Textauszug
━━━━━━━━━━━━━━━━━━━━

Blick auf die Statistik ^

[24]
Wie häufig je/desto-Sätze in der Rechtsprechung vorkommen, kann man mit Hilfe des Retrieval-Systems JURIS ermitteln: Man frage nach den Häufigkeiten von «desto» und dem gleichbedeutenden «umso». Allerdings wird man auf diese Weise nicht alle «komparativen Sätze» erfassen, und einige werden ein bloßer Beifang sein (man denke an das Gegensatzpaar von recall and precision ). Statt «desto» kann man auch, wie wir gleich zu Anfang gesehen haben, etwas umständlicher «in dem Maße» sagen, und das «umso» wird in der deutschen Sprache etwas freier benutzt als das «desto»: «Er ist reich? Umso besser!» Die im Retrieval gewonnenen Zahlen sind also nicht genau. (Und diese hier sind auch schon älter: von März 2009.) Aber Tendenzen wird man doch feststellen können.13
[25]
Die Möglichkeit, überhaupt nach Komparationen suchen zu können, ist nicht selbstverständlich. Zunächst einmal kommt ihr eine Besonderheit der deutschen Sprache zugute, in der es das markante Wörtchen «desto» gibt. Das «plus» («plus ... plus») des Französichen ist viel weniger für eine trennscharfe Abfrage geeignet als das «desto»; und das «the» des Englischen («The longer the better») ist, weil ubiqitär, völlig ungeeignet. (Vielleicht ist es aber aussichtsreich, nach «the more» zu suchen.) Doch auch das «desto» und das «umso» lassen sich in JURIS erst seit einigen Jahren erreichen. Die Schöpfer der Datenbank gingen davon aus, dass an diesen Wörtchen kein juristisches Interesse hänge, so wenig wie an «der», «die, «das» und vielen anderen scheinbar trivialen Wörtern. An die Möglichkeit, JURIS für soziologische, linguistische oder argumentationstheoretische Zwecke einzusetzen, dachten sie nicht. Zudem waren Computer seinerzeit langsam, und Rechenzeit war knapp und teuer.
[26]
Der Tabelle und dem Balkendiagramm am Schluss dieser Ausführungen liegt die Gliederung in «Rechtsgebiete» zugrunde, die von JURIS angeboten wird. Das Balkendiagramm veranschaulicht, in welchem Maße je/desto-Argumentationen in den Entscheidungen zu den einzelnen Rechtsgebieten vorkommen. Die linke Hälfte eines Doppelbalken zeigt an, wie stark das jeweilige Rechtsgebiet in der Datenbank vertreten ist; die rechte Hälfte repräsentiert den Anteil der je/desto-Sätze in diesem Rechtsgebiet – bezogen auf den Bestand aller je/desto-Sätze in den Entscheidungsdatenbank überhaupt. Wenn in einem Rechtsgebiet der Anteil des je/desto groß ist, größer vor allem als der prozentuale Wert, mit dem das Gebiet in der Datenbank vertreten ist, dann darf man vermuten, dass komparativische Prüfungen dort häufig sind.

━━━━━━━━━━━━━━━━━━━━

Material
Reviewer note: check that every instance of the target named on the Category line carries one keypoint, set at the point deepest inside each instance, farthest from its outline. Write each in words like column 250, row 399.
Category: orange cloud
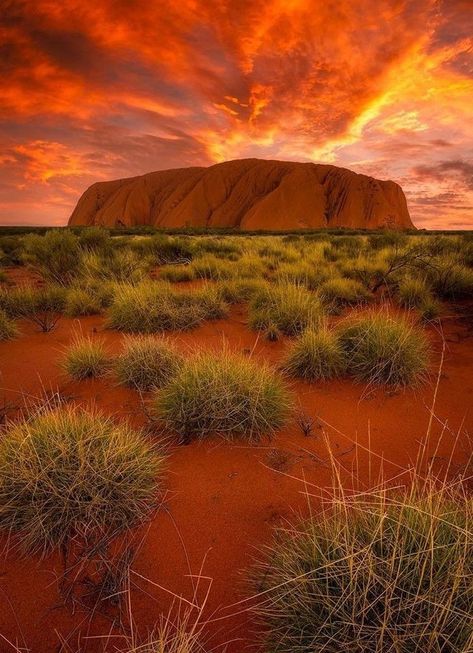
column 102, row 89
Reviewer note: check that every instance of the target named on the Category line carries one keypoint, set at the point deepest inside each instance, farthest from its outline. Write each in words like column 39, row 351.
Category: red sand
column 224, row 499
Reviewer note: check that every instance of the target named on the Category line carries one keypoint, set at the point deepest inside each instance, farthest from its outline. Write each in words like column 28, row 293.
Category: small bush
column 94, row 239
column 85, row 358
column 292, row 309
column 56, row 255
column 177, row 273
column 430, row 309
column 227, row 395
column 375, row 573
column 384, row 349
column 8, row 328
column 42, row 306
column 450, row 279
column 80, row 302
column 120, row 265
column 316, row 355
column 211, row 267
column 413, row 293
column 209, row 302
column 301, row 274
column 240, row 290
column 339, row 292
column 147, row 362
column 154, row 307
column 68, row 474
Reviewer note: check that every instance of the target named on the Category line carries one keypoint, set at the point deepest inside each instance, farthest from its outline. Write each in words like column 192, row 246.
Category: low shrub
column 120, row 265
column 68, row 474
column 384, row 349
column 153, row 307
column 449, row 278
column 240, row 290
column 8, row 329
column 94, row 239
column 292, row 309
column 316, row 355
column 382, row 571
column 147, row 362
column 211, row 267
column 339, row 292
column 430, row 309
column 42, row 306
column 413, row 293
column 81, row 302
column 209, row 302
column 177, row 273
column 85, row 358
column 301, row 274
column 226, row 395
column 163, row 248
column 56, row 255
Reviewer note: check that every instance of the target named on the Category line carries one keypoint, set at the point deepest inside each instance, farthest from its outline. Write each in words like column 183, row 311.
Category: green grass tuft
column 292, row 309
column 85, row 358
column 225, row 394
column 69, row 474
column 384, row 349
column 316, row 355
column 147, row 362
column 375, row 573
column 8, row 329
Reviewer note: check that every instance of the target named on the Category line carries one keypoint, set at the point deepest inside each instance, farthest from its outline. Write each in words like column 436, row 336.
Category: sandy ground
column 223, row 500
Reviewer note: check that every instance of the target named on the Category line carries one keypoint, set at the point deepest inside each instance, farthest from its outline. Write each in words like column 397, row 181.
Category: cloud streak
column 100, row 90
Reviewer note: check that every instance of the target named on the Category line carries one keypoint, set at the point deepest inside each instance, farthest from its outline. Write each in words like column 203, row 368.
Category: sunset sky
column 94, row 90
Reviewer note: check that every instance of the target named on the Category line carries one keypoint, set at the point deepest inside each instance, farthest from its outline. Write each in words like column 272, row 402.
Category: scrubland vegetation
column 376, row 571
column 68, row 474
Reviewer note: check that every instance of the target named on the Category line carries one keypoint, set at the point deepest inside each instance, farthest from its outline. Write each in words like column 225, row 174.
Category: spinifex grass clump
column 57, row 254
column 374, row 573
column 290, row 308
column 8, row 328
column 42, row 306
column 153, row 307
column 339, row 292
column 81, row 302
column 316, row 355
column 86, row 358
column 413, row 292
column 384, row 349
column 68, row 474
column 147, row 362
column 224, row 394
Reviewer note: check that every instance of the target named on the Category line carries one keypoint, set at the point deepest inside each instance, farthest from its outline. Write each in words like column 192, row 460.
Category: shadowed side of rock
column 247, row 194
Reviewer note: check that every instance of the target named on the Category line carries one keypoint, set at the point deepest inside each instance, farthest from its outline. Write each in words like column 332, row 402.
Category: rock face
column 246, row 194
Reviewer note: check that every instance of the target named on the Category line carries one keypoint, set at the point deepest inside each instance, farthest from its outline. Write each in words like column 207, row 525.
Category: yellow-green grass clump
column 81, row 302
column 236, row 291
column 8, row 329
column 290, row 308
column 316, row 355
column 381, row 348
column 211, row 267
column 147, row 362
column 413, row 292
column 227, row 395
column 177, row 273
column 340, row 291
column 374, row 573
column 70, row 474
column 416, row 294
column 86, row 358
column 154, row 307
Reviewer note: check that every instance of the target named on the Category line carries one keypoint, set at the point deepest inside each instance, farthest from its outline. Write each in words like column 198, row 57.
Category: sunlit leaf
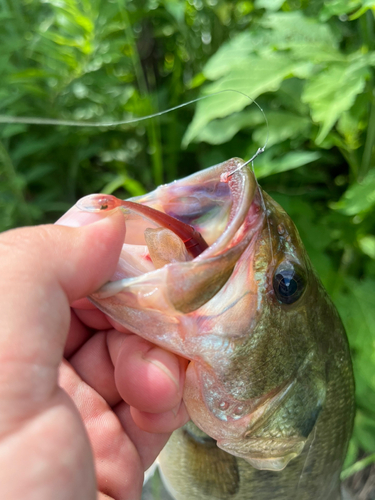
column 267, row 164
column 219, row 131
column 360, row 197
column 257, row 76
column 334, row 91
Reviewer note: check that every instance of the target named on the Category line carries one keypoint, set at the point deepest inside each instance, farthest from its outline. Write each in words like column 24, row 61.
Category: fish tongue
column 165, row 247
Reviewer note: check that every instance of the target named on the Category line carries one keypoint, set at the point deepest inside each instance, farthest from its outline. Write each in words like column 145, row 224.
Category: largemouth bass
column 215, row 271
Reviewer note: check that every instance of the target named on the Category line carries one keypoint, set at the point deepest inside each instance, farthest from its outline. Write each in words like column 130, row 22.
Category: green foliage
column 310, row 66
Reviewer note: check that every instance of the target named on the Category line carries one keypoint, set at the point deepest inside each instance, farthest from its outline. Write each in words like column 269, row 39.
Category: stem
column 12, row 177
column 156, row 157
column 369, row 144
column 358, row 466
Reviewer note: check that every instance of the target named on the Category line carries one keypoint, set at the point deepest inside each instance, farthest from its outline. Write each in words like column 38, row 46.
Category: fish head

━━━━━━━━━━━━━━━━━━━━

Ziel A
Übertragen Sie den Satz «Zudem waren Computer seinerzeit langsam, und Rechenzeit war knapp und teuer.» aus dem Textauszug ins Englische.
Ziel B
Aus welchem Monat und Jahr stammen laut Textauszug die im Retrieval gewonnenen Zahlen?
Die Einträge braucht man für die Bearbeitung nicht.

Lösung A
Moreover, computers were slow at the time, and computing time was scarce and expensive.

Lösung B
Aus dem März 2009.